→ **TEXTAUSZUG**:
• • • •
Der 1861 in Züschen geborene Levi Katz hatte (wahrscheinlich 1891) die 1867 in Gießen geborene Johanna Rosenthal geheiratet. Der Sohn Ludwig Arthur wurde 1894 geboren, die Tochter Clara Margarethe 1902.  Dieser sollte es 1939 gelingen, mit ihrem Mann in die USA auszuwandern. Ihr Vater Levi hatte nur wenige Wochen nach dem Beginn der NS-Diktatur und damit der Entfesselung des Antisemitismus seinem Leben ein Ende gesetzt. Am 13. Mai 1933 wurde der „lebenslustige und gesellige“ Ehemann und Familienvater im Asch im Bergpark Wilhelmshöhe tot aufgefunden,  nachdem er zuletzt am Tage zuvor lebend gesehen worden war. Zu diesem Zeitpunkt lebte die Familie in der Querallee 36, dem Eckhaus zur Goethestraße. Johanna und Arthur Katz wurden nach Zwangsumzügen in die Annastraße (1934) und Jordanstraße (1936) im Februar 1939 in das “Judenhaus“ Kaiserstraße 73 eingewiesen (siehe Biografie von Bertha Katz), danach in das „Judenhaus“  Kirchweg 72. Ihres Vermögens durch verschiedene staatliche Maßnahmen des „legalisierten Raubs“ verlustig, wurden sie gezwungen, am 9. Dezember 1941 zusammen mit mehr als 1000 Menschen aus der Region den Zug nach Riga zu besteigen, dessen Ziel das dortige Ghetto war. Hier kamen beide ums Leben.

Die am 9. September 1878 geborene Anna Feiss stammte aus Mußbach bei Neustadt an der Weinstraße. Sie heiratete am 22. März 1900 den 1866 in Züschen bei Fritzlar geborenen Daniel Katz. Annas und Daniels Sohn Walter kam am 1. Januar 1901 zur Welt, die Tochter Lieselotte wurde am 25. Mai 1904 geboren.
• • • •
→ **AUSGANGSDATEN**:
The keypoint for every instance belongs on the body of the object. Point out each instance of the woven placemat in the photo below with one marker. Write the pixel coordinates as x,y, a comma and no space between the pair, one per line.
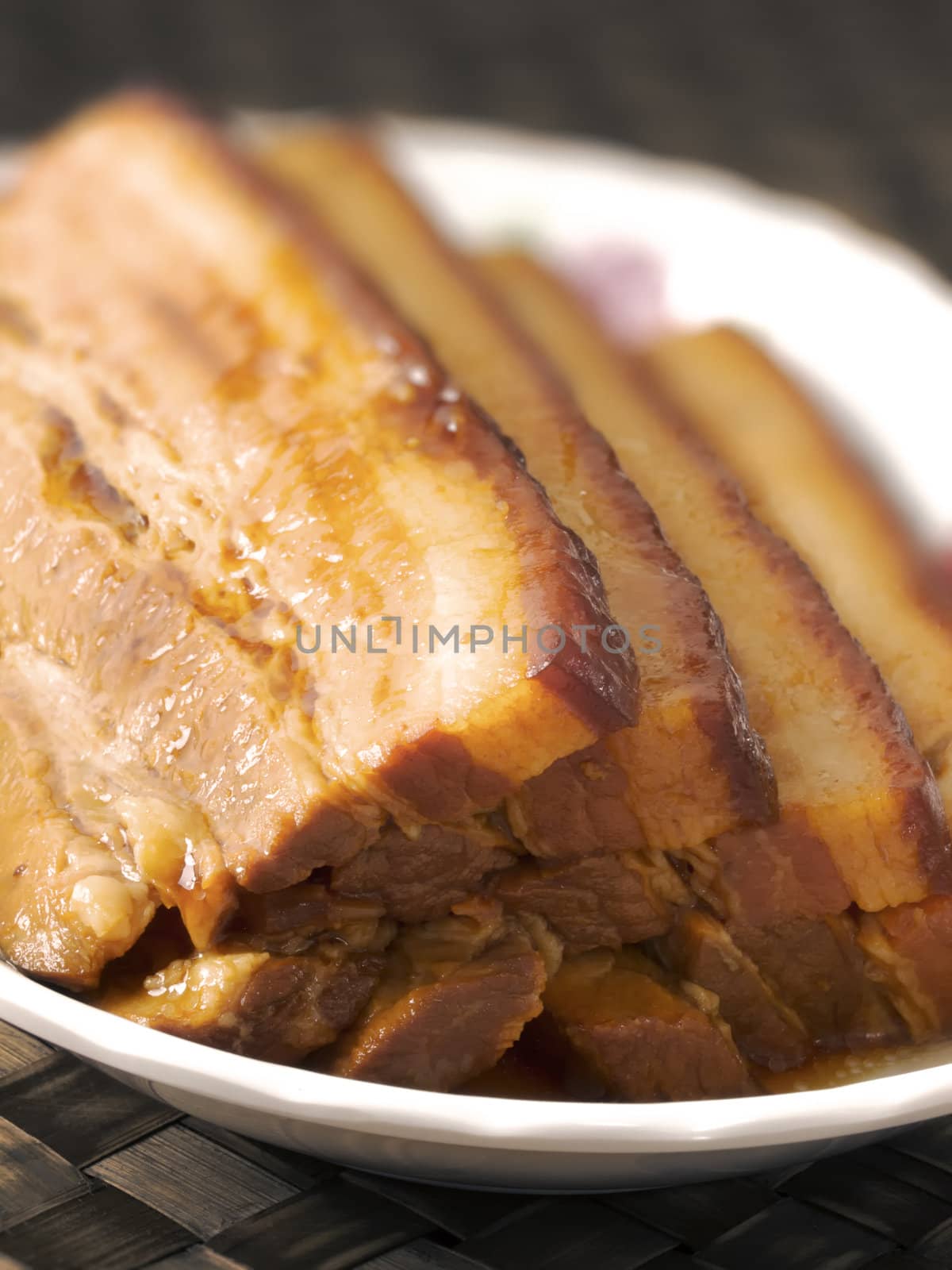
94,1176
• • • •
Kopiere aus dem Textauszug über die Familie Katz wortgetreu den Teil von „Die am 9. September“ bis einschließlich „Mai 1904 geboren.“. Die Daten sind eigenständiges Material und gehören nicht zum Textauszug.

Die am 9. September 1878 geborene Anna Feiss stammte aus Mußbach bei Neustadt an der Weinstraße. Sie heiratete am 22. März 1900 den 1866 in Züschen bei Fritzlar geborenen Daniel Katz. Annas und Daniels Sohn Walter kam am 1. Januar 1901 zur Welt, die Tochter Lieselotte wurde am 25. Mai 1904 geboren.